Region pointing data:
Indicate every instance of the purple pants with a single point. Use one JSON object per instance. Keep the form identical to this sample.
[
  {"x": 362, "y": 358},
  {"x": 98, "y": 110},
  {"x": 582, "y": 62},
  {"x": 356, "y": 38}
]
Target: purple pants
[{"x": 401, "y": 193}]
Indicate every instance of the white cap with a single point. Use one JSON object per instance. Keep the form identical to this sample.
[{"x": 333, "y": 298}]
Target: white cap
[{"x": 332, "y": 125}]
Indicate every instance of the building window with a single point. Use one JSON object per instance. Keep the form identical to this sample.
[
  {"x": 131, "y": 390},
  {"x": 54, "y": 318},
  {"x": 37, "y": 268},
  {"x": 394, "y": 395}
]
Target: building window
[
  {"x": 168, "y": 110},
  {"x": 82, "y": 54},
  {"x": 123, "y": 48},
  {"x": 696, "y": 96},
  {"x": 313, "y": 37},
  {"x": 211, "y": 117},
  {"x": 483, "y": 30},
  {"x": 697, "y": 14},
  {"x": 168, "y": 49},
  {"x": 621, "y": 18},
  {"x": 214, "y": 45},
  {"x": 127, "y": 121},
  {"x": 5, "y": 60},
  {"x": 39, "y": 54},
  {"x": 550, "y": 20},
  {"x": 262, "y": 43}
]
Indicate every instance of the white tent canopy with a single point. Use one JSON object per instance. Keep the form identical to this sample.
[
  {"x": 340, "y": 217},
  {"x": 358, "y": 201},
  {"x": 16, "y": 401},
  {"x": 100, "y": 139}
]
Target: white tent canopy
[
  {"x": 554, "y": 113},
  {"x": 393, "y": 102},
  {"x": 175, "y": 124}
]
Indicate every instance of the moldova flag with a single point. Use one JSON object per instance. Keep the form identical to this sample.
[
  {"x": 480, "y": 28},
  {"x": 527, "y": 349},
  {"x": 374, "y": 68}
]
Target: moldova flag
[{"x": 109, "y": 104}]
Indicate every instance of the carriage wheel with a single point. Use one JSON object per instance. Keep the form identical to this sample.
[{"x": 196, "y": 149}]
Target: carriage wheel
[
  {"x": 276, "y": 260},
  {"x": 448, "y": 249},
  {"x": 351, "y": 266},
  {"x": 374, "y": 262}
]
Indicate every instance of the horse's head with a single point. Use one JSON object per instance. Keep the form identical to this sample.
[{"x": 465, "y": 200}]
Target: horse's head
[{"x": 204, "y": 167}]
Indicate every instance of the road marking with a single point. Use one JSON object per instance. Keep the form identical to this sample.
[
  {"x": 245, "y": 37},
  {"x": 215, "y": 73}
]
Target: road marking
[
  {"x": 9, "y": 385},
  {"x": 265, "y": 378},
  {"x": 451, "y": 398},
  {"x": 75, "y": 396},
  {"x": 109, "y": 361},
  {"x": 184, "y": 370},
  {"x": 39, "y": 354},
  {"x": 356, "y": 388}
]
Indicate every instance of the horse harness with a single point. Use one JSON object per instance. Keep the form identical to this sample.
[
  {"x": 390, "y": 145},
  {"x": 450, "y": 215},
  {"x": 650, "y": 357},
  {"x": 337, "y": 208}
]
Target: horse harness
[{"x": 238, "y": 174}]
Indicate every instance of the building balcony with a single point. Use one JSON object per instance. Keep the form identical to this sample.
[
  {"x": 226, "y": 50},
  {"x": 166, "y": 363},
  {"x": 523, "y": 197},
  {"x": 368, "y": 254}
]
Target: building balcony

*Assigned task*
Search the records above for "balcony". Copy each line where it is found.

*Response to the task*
Indicate every instance of the building balcony with a single point. Use one JSON object per instance. Keep the form identical to this sample.
Target: building balcony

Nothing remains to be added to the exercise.